§ Exercise: Your answer must be the records below, repeated exactly, with every picture left out.
··········
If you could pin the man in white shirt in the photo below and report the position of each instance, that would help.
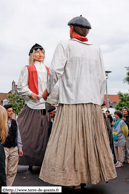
(78, 150)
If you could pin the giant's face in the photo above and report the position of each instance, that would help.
(39, 55)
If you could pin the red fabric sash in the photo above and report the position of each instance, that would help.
(33, 78)
(81, 38)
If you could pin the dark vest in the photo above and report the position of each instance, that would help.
(11, 140)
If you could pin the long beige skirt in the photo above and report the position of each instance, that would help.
(78, 150)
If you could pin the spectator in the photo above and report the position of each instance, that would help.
(3, 135)
(125, 117)
(109, 116)
(12, 146)
(120, 132)
(107, 122)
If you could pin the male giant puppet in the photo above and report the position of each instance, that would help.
(78, 149)
(33, 119)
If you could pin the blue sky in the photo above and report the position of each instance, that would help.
(24, 23)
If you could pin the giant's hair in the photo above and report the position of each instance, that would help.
(3, 124)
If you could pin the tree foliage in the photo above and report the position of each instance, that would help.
(17, 102)
(124, 101)
(126, 79)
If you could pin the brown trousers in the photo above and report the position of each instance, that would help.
(11, 162)
(119, 152)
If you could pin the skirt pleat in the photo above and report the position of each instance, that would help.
(34, 135)
(78, 150)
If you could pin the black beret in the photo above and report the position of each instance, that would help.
(80, 21)
(7, 106)
(35, 47)
(51, 109)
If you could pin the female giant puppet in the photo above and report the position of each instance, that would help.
(33, 119)
(78, 150)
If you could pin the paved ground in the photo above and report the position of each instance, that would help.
(120, 185)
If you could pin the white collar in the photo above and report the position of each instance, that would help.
(86, 42)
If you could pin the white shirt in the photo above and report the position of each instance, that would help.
(79, 68)
(25, 92)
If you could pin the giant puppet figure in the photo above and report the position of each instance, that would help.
(78, 149)
(33, 119)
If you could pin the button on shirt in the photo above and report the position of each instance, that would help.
(25, 92)
(79, 68)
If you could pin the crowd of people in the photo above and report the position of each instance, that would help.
(70, 143)
(118, 131)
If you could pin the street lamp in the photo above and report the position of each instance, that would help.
(107, 72)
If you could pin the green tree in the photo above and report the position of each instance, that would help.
(126, 79)
(17, 102)
(124, 101)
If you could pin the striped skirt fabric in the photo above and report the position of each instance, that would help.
(78, 150)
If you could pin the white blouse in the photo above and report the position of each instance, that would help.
(79, 68)
(25, 92)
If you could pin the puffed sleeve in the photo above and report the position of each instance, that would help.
(22, 86)
(101, 76)
(57, 66)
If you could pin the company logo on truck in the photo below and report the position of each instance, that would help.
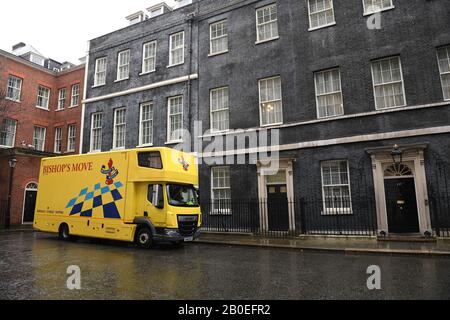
(111, 173)
(184, 163)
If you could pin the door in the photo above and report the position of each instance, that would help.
(277, 208)
(401, 205)
(30, 206)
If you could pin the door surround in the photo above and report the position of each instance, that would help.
(31, 186)
(413, 156)
(264, 169)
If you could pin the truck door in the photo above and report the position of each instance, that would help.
(154, 206)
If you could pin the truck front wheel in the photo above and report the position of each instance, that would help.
(64, 232)
(144, 238)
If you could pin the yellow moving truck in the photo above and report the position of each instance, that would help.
(142, 195)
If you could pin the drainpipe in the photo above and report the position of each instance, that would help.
(83, 104)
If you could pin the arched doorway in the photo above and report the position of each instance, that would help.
(29, 203)
(401, 198)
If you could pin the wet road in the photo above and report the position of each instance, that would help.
(33, 266)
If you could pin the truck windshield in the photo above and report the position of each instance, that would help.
(182, 195)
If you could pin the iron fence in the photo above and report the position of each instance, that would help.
(440, 215)
(278, 218)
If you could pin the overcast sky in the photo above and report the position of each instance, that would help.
(60, 29)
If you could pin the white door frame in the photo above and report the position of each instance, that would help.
(414, 156)
(25, 197)
(264, 170)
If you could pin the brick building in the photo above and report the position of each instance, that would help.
(357, 90)
(40, 116)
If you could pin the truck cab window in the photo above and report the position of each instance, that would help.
(155, 195)
(150, 160)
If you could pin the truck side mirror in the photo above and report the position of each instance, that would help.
(158, 196)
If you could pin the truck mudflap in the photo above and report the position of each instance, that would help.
(173, 235)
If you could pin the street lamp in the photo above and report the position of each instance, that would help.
(397, 155)
(12, 165)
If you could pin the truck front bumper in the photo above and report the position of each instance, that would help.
(173, 235)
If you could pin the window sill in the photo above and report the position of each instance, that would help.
(322, 27)
(267, 40)
(378, 11)
(389, 108)
(175, 65)
(148, 72)
(270, 125)
(343, 212)
(217, 53)
(173, 142)
(145, 145)
(10, 99)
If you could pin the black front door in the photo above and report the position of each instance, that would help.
(277, 208)
(30, 205)
(401, 205)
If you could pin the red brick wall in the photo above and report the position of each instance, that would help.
(28, 116)
(26, 112)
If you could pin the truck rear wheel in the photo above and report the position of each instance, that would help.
(144, 238)
(64, 233)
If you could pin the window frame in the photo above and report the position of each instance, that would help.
(61, 100)
(47, 98)
(13, 134)
(141, 107)
(119, 66)
(169, 122)
(260, 102)
(330, 93)
(69, 137)
(77, 95)
(336, 211)
(447, 48)
(115, 125)
(311, 28)
(99, 129)
(217, 211)
(43, 140)
(171, 50)
(58, 140)
(258, 40)
(97, 72)
(211, 39)
(388, 83)
(155, 42)
(14, 88)
(220, 110)
(368, 13)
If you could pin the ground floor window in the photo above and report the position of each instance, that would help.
(336, 187)
(220, 190)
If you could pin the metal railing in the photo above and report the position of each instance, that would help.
(291, 218)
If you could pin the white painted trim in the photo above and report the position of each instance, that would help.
(143, 57)
(336, 141)
(387, 83)
(171, 49)
(143, 88)
(325, 25)
(260, 103)
(83, 104)
(343, 117)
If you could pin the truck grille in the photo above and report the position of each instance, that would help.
(187, 225)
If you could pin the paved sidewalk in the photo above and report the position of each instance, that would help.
(335, 244)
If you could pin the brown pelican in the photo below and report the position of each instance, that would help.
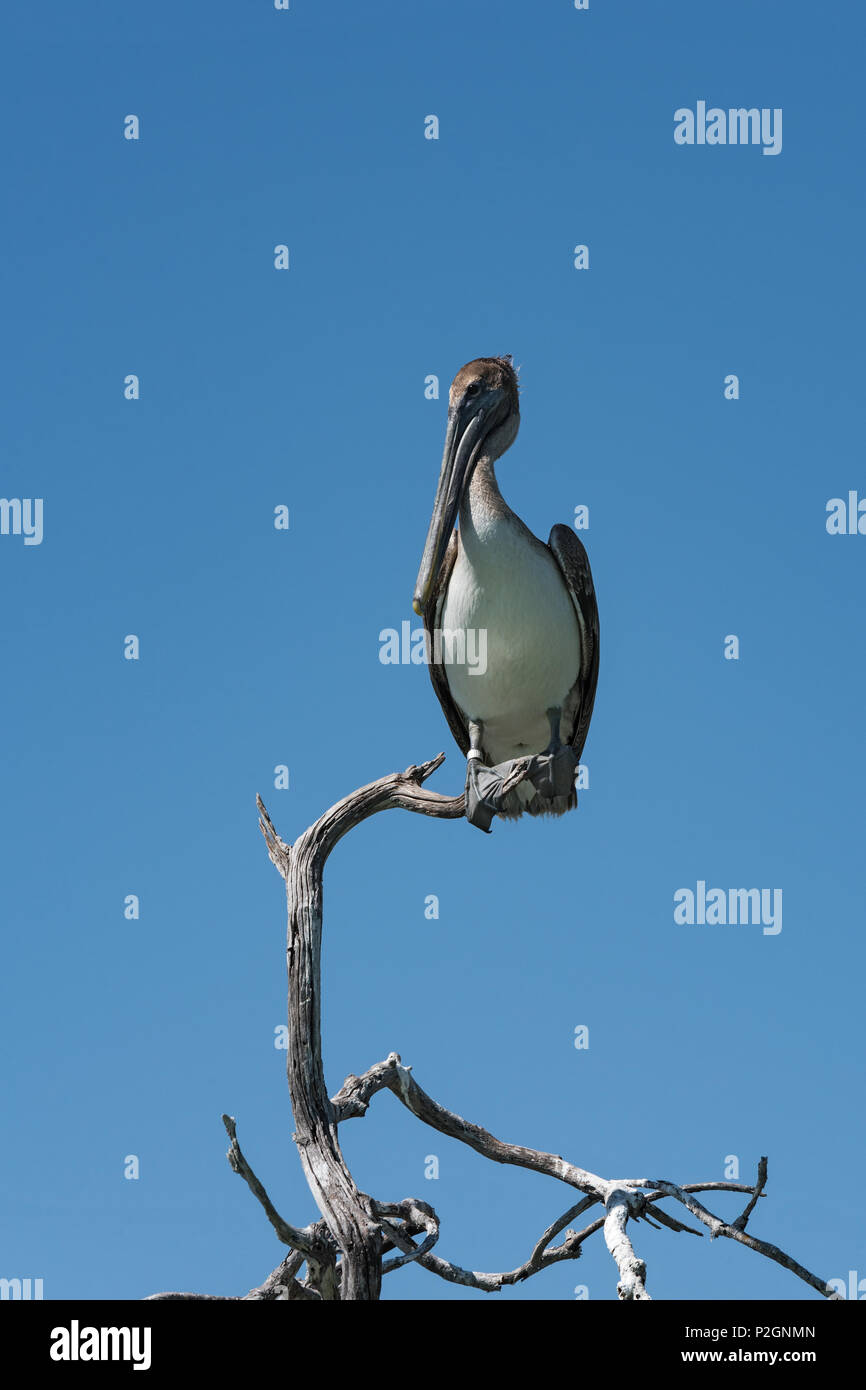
(521, 716)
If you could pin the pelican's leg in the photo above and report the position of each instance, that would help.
(552, 772)
(487, 787)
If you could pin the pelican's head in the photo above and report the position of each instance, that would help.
(483, 419)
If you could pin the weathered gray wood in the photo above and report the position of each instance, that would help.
··········
§ Task result:
If you could pin the man in white shirt in the photo below and report the position of each instance, that would help.
(78, 150)
If you could pin the giant's face in the photo above and report the position of each instance, that would help.
(39, 55)
If you could pin the red fabric sash in the photo above and report the position of each instance, that would help.
(33, 78)
(81, 38)
If you could pin the dark vest in the photo above and report the position of each instance, that would help.
(11, 140)
If you could pin the long beige skirt in the photo above and report the position of each instance, that would help.
(78, 150)
If you could pin the spectator in the photo above and report the position of each instance, that would help.
(3, 135)
(125, 117)
(109, 116)
(12, 146)
(120, 132)
(107, 122)
If you could pin the male giant puppet in the photo above and report the position of each instance, that would help.
(78, 149)
(33, 119)
If you could pin the blue sky in the photo above and report the position of each instance, that would help.
(24, 23)
If you could pin the giant's hair in the photo above and report the position of each instance, that would help.
(3, 124)
If you could pin the tree foliage in the photo above and report the position of each instance, that would help.
(17, 102)
(124, 101)
(126, 79)
If you could pin the brown trousers in the photo above and report the position of each instance, that would help.
(11, 162)
(119, 152)
If you could pin the skirt pleat in the photo above and report the position of each instance, that would help.
(34, 135)
(78, 150)
If you could pin the black beret in the photo above and report the position of each instance, that would help.
(80, 21)
(7, 106)
(35, 47)
(51, 109)
If you could pin the female giant puppet in the photo above and report the position of each instance, that would help.
(33, 119)
(78, 150)
If you could pin the paved ground in the photo above and report the position of each instance, that would help.
(120, 185)
If you could pin the white collar in the photo above and report the position of each instance, that would help.
(86, 42)
If you could pin the white shirt in the photo above and report the position of each instance, that would help.
(79, 68)
(25, 92)
If you could pin the giant puppet figure in the photo above and report the position of each instance, that would help.
(78, 149)
(33, 119)
If you could pin the button on shirt in the photo above and report the position of each instance, that would help.
(25, 92)
(79, 68)
If you could pin the crowd of people in the photo above and report the position of each instance, that would help.
(70, 143)
(118, 131)
If you could pin the street lamp in the photo above and report the position of each instance, that would help.
(107, 72)
If you could pin the green tree in the photo above and report the position of each instance, that would help.
(126, 79)
(17, 102)
(124, 101)
If you could pin the striped skirt fabric in the photo above and report the position of each instance, that would help.
(78, 150)
If you could pin the white blouse in the photo above and report the position of each instance, that would help.
(79, 68)
(25, 92)
If you could pin the puffed sleeve in the photo above and report the position of each instance, that would help.
(22, 86)
(101, 76)
(57, 66)
If you could pin the company logo on truck in the photo below and report the position of each instance, that would help.
(111, 173)
(184, 163)
If you could pin the door in the photo above and report the position of each instance, that would help.
(277, 208)
(401, 205)
(30, 206)
If you could pin the door surround in the photo above and report the position of each instance, that would help.
(31, 186)
(413, 156)
(264, 169)
If you could pin the truck door in the photo above and report the position of each instance, that would help.
(154, 206)
If you could pin the truck front wheel in the photo above and report the position of each instance, that would help.
(64, 232)
(144, 238)
If you could pin the yellow moving truck in the photo above and report the position of each instance, that would help.
(142, 195)
If you could pin the drainpipe in the photo above and report the position of each instance, that would help.
(83, 104)
If you could pin the arched doorway in the photo above and report the position of each instance, that would help.
(29, 203)
(401, 198)
If you could pin the wet road in the photo above and report the position of each instance, that would help.
(33, 266)
If you could pin the truck windshield in the photo above and report the position of each instance, that would help.
(182, 195)
If you could pin the iron fence in the photo above and report the position of each instance, that would help.
(440, 215)
(278, 218)
If you could pin the overcast sky in the photo above and report the position of each instance, that would help.
(60, 29)
If you could pin the white door frame in the photo above and report the position of each instance, that would help.
(414, 156)
(25, 197)
(264, 170)
If you could pin the brick building in the photo above and report the position of each instance, that would help.
(357, 90)
(40, 116)
If you could pin the truck cab window in the photo above and report the position of each instance, that would help.
(155, 195)
(150, 160)
If you could pin the truck side mirror in the photo above and report the position of each instance, that would help.
(158, 196)
If you could pin the truck mudflap in the photo above and report the position of each instance, that would help.
(173, 235)
If you could pin the street lamp in the photo above and report the position of each instance, that would help.
(397, 155)
(12, 165)
If you could pin the truck front bumper in the photo above and report the position of each instance, that would help.
(173, 235)
If you could pin the window sill in the photo above and report the position of each instance, that would help.
(322, 27)
(267, 40)
(378, 11)
(389, 108)
(175, 65)
(148, 72)
(270, 125)
(343, 212)
(217, 53)
(173, 142)
(145, 145)
(10, 99)
If you could pin the black front door in the photo above and report the position of each instance, that would help.
(277, 208)
(30, 205)
(401, 205)
If you could pin the red brick wall in the photo above and report the position of each instance, that would help.
(28, 116)
(26, 112)
If you could pin the truck rear wheel in the photo above and report the position of each instance, that would help.
(144, 238)
(64, 233)
If you could pin the window frame in the photo above and report the position of each instance, that would help.
(61, 100)
(47, 98)
(13, 134)
(141, 107)
(119, 66)
(169, 122)
(260, 102)
(330, 93)
(69, 137)
(77, 95)
(336, 211)
(447, 48)
(115, 125)
(311, 28)
(99, 129)
(217, 211)
(43, 140)
(171, 50)
(58, 140)
(258, 40)
(97, 72)
(211, 39)
(388, 83)
(155, 42)
(14, 88)
(220, 110)
(368, 13)
If you could pin the ground floor window in the photo above and report the position of each instance, that would help.
(336, 187)
(220, 190)
If you could pin the metal railing in the photo above and report the position of each instance, that would help.
(291, 218)
If you could pin the white painted trim in the photo above and report the position of each instance, that would help.
(143, 57)
(336, 141)
(387, 83)
(171, 49)
(143, 88)
(325, 25)
(260, 103)
(83, 104)
(343, 117)
If you could pin the truck grille in the photo above and report the position of each instance, that would help.
(187, 225)
If you could pin the paved sidewalk in the photo above and report the position of each instance, that would help.
(335, 244)
If you could pin the brown pelican in the photo below and report the position of each instance, that would help.
(521, 716)
If you could pin the pelican's leg in the photo above and report the position of each instance, that would help.
(552, 772)
(487, 787)
If you could pin the pelican's head in the photo above and report the position of each instance, that would help.
(483, 419)
If you could pin the weathered gray wood in the photo above and report the position of each instance, that would help.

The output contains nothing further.